#### WHAT IS REQUIRED
I'd like every record written out again, exactly as it is.

#### DATA FOR THE TASK
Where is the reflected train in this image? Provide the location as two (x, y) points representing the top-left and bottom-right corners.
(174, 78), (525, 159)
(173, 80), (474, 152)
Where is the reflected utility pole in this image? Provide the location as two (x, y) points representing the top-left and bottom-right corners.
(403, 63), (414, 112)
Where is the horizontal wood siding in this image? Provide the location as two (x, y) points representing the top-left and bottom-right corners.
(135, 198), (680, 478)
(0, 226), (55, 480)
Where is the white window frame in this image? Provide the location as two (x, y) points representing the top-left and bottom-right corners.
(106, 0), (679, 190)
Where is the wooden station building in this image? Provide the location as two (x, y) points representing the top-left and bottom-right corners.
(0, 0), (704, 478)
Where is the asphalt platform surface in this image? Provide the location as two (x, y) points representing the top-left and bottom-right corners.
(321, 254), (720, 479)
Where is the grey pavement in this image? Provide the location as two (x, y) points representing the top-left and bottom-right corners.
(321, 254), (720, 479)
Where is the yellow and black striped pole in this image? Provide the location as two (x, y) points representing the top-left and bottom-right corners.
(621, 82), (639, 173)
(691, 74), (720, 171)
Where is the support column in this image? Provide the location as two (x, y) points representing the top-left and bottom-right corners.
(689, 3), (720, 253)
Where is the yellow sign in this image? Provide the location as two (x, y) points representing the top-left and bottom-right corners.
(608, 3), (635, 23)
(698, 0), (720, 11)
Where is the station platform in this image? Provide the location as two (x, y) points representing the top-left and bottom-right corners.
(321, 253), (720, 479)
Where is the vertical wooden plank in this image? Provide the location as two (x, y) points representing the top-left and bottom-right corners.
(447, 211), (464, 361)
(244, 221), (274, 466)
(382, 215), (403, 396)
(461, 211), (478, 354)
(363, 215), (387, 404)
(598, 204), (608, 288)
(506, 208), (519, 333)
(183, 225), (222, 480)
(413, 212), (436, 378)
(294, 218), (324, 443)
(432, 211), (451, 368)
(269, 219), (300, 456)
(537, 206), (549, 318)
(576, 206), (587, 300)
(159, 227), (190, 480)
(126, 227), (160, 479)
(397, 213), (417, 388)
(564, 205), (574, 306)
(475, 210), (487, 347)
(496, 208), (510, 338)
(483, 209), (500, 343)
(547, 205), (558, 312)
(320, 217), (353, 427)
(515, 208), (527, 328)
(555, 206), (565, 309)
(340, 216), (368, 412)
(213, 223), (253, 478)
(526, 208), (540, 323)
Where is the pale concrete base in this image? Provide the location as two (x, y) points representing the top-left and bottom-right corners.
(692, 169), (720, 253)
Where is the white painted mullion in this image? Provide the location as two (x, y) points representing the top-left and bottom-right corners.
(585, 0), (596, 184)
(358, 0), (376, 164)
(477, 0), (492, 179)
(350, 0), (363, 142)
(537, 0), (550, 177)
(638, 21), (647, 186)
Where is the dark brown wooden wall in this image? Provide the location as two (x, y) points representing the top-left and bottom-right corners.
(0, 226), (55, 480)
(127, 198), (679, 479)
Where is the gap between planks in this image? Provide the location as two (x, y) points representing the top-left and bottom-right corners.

#### EXERCISE RESULT
Where is the reflected train in this image? Provide the location as two (x, y) points representing the top-left and bottom-right corners.
(174, 78), (525, 159)
(173, 80), (474, 152)
Where is the reflected utility pole in this image? Provide the location as two (x, y) points representing the top-left and bottom-right corners.
(403, 63), (414, 112)
Where is the horizontal wood siding in this image? Provide the location as two (x, y) points representing the top-left and bottom-right corners.
(135, 198), (680, 478)
(0, 226), (55, 480)
Where is the white window frame in this image? Provide the location as two (x, y) points representing the top-left and bottom-right corners.
(106, 0), (679, 190)
Where is the wooden station building in this image? Provide the location as two (x, y) points representing the top-left and bottom-right corners.
(0, 0), (704, 478)
Where is the asphalt platform surface in this image? Provide the location as two (x, y) points representing the top-left and bottom-right corners.
(321, 254), (720, 479)
Where is the grey pavement in this image? Provide the location as two (x, y) points representing the top-left and bottom-right corners.
(321, 254), (720, 479)
Where is the yellow and black striped pole in this image? Provide the location as two (x, y) points representing the top-left and bottom-right corners.
(621, 82), (639, 173)
(691, 74), (720, 171)
Where is the support column in this image? Provide the location as two (x, y) points representing the top-left and bottom-right corners.
(689, 3), (720, 253)
Where is the yellow sign in this image? Provide the location as two (x, y) points representing the top-left and bottom-right corners.
(608, 3), (635, 23)
(698, 0), (720, 11)
Where is the station platform in this image? Provide the location as two (x, y) points representing the top-left and bottom-right corners.
(321, 253), (720, 479)
Where is the vertical wooden plank in this image? Provide the location as two (x, y) points representing the top-left and bottom-right corners.
(447, 211), (464, 361)
(244, 221), (274, 466)
(382, 215), (403, 396)
(461, 211), (478, 354)
(363, 215), (387, 404)
(598, 204), (608, 288)
(506, 208), (519, 333)
(183, 225), (222, 480)
(413, 212), (436, 378)
(294, 218), (324, 443)
(432, 211), (451, 368)
(269, 219), (300, 456)
(537, 206), (549, 318)
(576, 206), (587, 300)
(159, 227), (190, 480)
(126, 227), (160, 479)
(397, 213), (417, 388)
(564, 205), (574, 306)
(475, 210), (487, 347)
(496, 208), (510, 338)
(483, 209), (500, 343)
(547, 205), (558, 312)
(320, 217), (353, 427)
(515, 208), (527, 328)
(555, 206), (565, 309)
(340, 216), (368, 412)
(213, 223), (253, 478)
(526, 208), (540, 323)
Where is the pale concrete base in this image? Provide the location as two (x, y) points representing the top-left and bottom-right corners.
(692, 169), (720, 253)
Where is the white painted mullion in this image? Provide the location as two (x, y) points representing the top-left and bottom-right corners.
(585, 0), (596, 184)
(358, 0), (376, 164)
(477, 0), (492, 179)
(350, 0), (363, 142)
(537, 0), (550, 177)
(638, 21), (647, 186)
Where is the dark brown wooden wall in this image? Provide the location as two (x, y) points representing the top-left and bottom-right corners.
(0, 226), (55, 480)
(127, 198), (679, 479)
Where is the gap between planks in this image? Provide the location as two (x, y) points representing the top-left and bottom-right corners.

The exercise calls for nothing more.